▶ _EXTRACTED ENTRIES_:
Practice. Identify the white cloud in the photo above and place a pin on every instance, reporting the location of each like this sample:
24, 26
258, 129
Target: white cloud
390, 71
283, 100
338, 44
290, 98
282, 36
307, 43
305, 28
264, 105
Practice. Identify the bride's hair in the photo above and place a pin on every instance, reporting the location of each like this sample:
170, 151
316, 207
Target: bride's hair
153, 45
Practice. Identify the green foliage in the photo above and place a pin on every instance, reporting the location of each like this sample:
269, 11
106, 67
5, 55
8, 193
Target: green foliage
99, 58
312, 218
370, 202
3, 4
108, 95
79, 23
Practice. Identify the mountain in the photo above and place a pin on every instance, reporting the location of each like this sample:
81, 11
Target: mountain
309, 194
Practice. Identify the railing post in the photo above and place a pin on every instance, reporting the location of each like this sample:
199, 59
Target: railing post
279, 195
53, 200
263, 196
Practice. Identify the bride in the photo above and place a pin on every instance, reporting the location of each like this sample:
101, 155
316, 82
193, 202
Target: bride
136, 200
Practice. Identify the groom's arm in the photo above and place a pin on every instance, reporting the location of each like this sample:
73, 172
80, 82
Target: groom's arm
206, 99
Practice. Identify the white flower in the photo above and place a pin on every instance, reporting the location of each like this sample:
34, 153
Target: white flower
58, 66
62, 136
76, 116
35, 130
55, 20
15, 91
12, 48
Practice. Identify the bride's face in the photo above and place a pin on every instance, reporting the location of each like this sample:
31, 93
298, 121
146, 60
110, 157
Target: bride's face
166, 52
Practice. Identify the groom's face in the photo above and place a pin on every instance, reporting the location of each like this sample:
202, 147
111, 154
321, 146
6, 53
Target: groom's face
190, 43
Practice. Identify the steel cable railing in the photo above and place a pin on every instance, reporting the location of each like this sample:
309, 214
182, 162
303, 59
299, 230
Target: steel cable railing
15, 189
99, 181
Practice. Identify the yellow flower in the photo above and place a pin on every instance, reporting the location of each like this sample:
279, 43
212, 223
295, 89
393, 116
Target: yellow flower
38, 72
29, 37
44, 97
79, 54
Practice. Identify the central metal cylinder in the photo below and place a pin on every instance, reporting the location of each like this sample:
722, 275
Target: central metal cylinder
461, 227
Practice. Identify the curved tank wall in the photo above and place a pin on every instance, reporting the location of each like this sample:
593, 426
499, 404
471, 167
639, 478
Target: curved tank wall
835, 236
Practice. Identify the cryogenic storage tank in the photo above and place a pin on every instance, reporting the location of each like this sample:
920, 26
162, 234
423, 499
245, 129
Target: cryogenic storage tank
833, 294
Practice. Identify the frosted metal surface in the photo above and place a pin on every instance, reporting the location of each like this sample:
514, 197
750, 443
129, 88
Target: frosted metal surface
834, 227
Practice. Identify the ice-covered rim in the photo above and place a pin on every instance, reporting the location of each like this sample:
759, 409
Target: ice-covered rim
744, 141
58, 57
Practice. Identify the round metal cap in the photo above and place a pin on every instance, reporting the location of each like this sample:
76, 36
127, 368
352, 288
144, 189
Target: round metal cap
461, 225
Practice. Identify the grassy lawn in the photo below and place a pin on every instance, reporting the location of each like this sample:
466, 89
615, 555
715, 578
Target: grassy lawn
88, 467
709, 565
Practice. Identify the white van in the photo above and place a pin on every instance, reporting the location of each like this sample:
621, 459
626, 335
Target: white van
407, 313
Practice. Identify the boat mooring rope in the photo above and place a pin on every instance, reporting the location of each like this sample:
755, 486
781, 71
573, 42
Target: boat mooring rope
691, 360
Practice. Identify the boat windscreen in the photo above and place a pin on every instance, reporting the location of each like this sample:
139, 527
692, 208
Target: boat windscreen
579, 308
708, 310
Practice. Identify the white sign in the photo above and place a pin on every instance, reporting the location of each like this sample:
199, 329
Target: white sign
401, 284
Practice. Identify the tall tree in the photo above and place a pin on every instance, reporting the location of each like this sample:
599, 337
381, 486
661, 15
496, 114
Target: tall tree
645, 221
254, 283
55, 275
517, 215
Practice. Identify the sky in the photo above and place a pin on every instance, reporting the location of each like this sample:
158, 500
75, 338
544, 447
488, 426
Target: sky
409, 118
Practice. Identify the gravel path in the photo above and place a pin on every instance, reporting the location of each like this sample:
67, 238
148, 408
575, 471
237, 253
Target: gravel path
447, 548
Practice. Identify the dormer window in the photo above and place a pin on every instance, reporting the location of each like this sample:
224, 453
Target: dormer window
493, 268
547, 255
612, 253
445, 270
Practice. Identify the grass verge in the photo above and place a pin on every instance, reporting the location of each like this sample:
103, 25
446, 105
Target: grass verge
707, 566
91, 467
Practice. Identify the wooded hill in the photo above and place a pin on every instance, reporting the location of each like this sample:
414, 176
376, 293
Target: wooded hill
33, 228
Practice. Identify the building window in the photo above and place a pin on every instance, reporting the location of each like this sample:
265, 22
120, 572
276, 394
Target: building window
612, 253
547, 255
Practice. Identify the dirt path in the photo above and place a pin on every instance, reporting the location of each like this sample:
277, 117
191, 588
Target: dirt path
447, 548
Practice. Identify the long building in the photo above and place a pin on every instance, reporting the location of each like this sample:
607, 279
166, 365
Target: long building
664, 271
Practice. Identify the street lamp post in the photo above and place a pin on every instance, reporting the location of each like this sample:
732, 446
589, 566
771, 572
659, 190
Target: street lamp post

▶ _WRITTEN PROBLEM_:
Reproduce every line of the material above exactly.

▶ _OUTPUT OF THE TASK_:
Practice. Identify the white cloud in the photo above and place a pin on every instance, reporting the location of each like this sample:
24, 26
258, 129
Target: white cloud
390, 71
283, 100
338, 44
290, 98
282, 36
307, 43
305, 28
264, 105
Practice. Identify the bride's hair in the photo above and place a pin on every instance, reporting the location of each like this sample:
170, 151
316, 207
Target: bride's hair
153, 45
Practice. Identify the green foliage in the photo above and place a pin on every instance, reporting the location of each like this sample:
269, 11
106, 67
5, 55
8, 193
Target: green foliage
99, 58
312, 218
370, 202
3, 4
108, 95
79, 23
Practice. Identify the mountain in the photo above and place a pin on every instance, reporting the location of each like this sample:
81, 11
Target: mountain
309, 194
Practice. Identify the railing post in the photo above and place a pin on every instance, reporting the location of each like this sample:
199, 59
Target: railing post
279, 195
53, 200
263, 196
Practice. Identify the bride in the photo above and place a pin on every instance, reporting the location of each like this sample:
101, 155
316, 82
193, 202
Target: bride
136, 200
Practice. Identify the groom's arm in the photo above and place a pin on every instance, reporting the location of each like this sample:
73, 172
80, 82
Target: groom's arm
206, 99
Practice. Identify the white flower in the photo above and place a pin on every instance, reporting the location of each like this sample:
34, 153
Target: white flower
58, 66
62, 136
76, 116
35, 130
55, 20
15, 91
12, 48
Practice. Identify the bride's face in the photo above and place a pin on every instance, reporting the location of each like this sample:
31, 93
298, 121
146, 60
110, 157
Target: bride's face
166, 52
Practice. Identify the groom's face in the photo above and place a pin on every instance, reporting the location of each like this sample:
202, 147
111, 154
321, 146
6, 53
Target: groom's face
190, 43
Practice. Identify the steel cable railing in the photo above and place a pin on every instance, reporting the location of each like this sample:
309, 214
182, 162
303, 59
299, 230
Target: steel cable railing
15, 189
99, 181
Practice. Identify the yellow flower in the photo above and place a pin on every instance, reporting the location of each like this sample:
279, 43
212, 223
295, 89
393, 116
Target: yellow flower
38, 72
29, 37
44, 97
79, 54
Practice. Identify the central metal cylinder in the photo below and place a pin on every instance, reporting the location of each like this sample:
722, 275
Target: central metal cylinder
461, 227
Practice. Identify the curved tank wall in the photo above and place a pin on every instance, reporting the location of each like this sample:
593, 426
499, 404
471, 167
639, 478
Target: curved tank wall
835, 236
Practice. Identify the cryogenic storage tank in the photo above and place a pin on every instance, reporting the location of each like this sample:
920, 26
162, 234
423, 499
245, 129
Target: cryogenic storage tank
833, 294
Practice. Identify the frosted metal surface in the photo above and place a pin on every instance, reporting the location of each like this sample:
514, 197
750, 443
129, 88
Target: frosted metal surface
834, 227
Practice. Identify the ice-covered rim in the photo above and place a pin on every instance, reporting the location of each like this sample:
759, 409
Target: ice-covered rim
744, 141
58, 57
Practice. Identify the round metal cap in the photo above and place a pin on every instance, reporting the location of each like this sample:
76, 36
127, 368
352, 288
144, 189
Target: round metal cap
461, 225
Practice. Identify the grassy lawn in the photo below and place a pin on every instance, reporting the location of each like this sample:
466, 89
615, 555
715, 578
Target: grassy lawn
88, 467
709, 565
Practice. Identify the white van in the photo above and place a pin on every instance, reporting the location of each like this sample:
621, 459
626, 335
Target: white van
407, 313
Practice. Identify the boat mooring rope in the photo above and place a pin on every instance, reporting the location of each like this sample:
755, 486
781, 71
573, 42
Target: boat mooring rope
691, 360
Practice. Identify the boat windscreen in the photo above and place a pin on every instance, reporting the location of each like this sample:
139, 527
692, 208
Target: boat windscreen
579, 308
708, 310
Practice. Identify the white sign in the photo above and place a pin on every instance, reporting the location of each like this sample:
199, 329
Target: white sign
401, 284
Practice. Identify the tall tree in the photo above and place a pin on every instance, reporting the location of each like this sample:
599, 337
381, 486
661, 15
496, 114
Target: tall tree
645, 221
254, 283
55, 275
517, 215
Practice. Identify the sky in the photo above and place a pin on every instance, reporting the location of each like this sample:
158, 500
75, 338
544, 447
488, 426
Target: sky
409, 118
Practice. Identify the gravel path in the photo above and place a pin on every instance, reporting the location of each like this sample:
67, 238
148, 408
575, 471
237, 253
Target: gravel path
447, 548
Practice. Identify the dormer window in the photo above and place a pin on every instance, reporting the location of each like this sample:
224, 453
Target: dormer window
493, 268
547, 255
612, 253
445, 270
Practice. Identify the grass verge in the photo above and place a pin on every instance, reporting the location of each like this sample:
103, 25
446, 105
Target: grass verge
707, 566
91, 467
Practice. Identify the wooded hill in the photo above and place a pin on every instance, reporting the location of each like this sample:
414, 176
376, 293
Target: wooded hill
33, 228
Practice. Identify the building window in the photo above and place a pin on every instance, reporting the location of each like this sample:
265, 22
120, 572
276, 394
Target: building window
612, 253
547, 255
Practice. Identify the dirt path in the photo above and place a pin on every instance, reporting the location of each like this sample:
277, 117
191, 588
Target: dirt path
447, 548
Practice. Identify the long building in the photo above and place a pin on every instance, reporting the location of each like this sample:
607, 279
166, 365
Target: long building
664, 271
Practice. Identify the street lamp post in the photo above and place a pin on every instance, reporting the location of each like this sample:
732, 446
589, 566
771, 572
659, 190
Target: street lamp post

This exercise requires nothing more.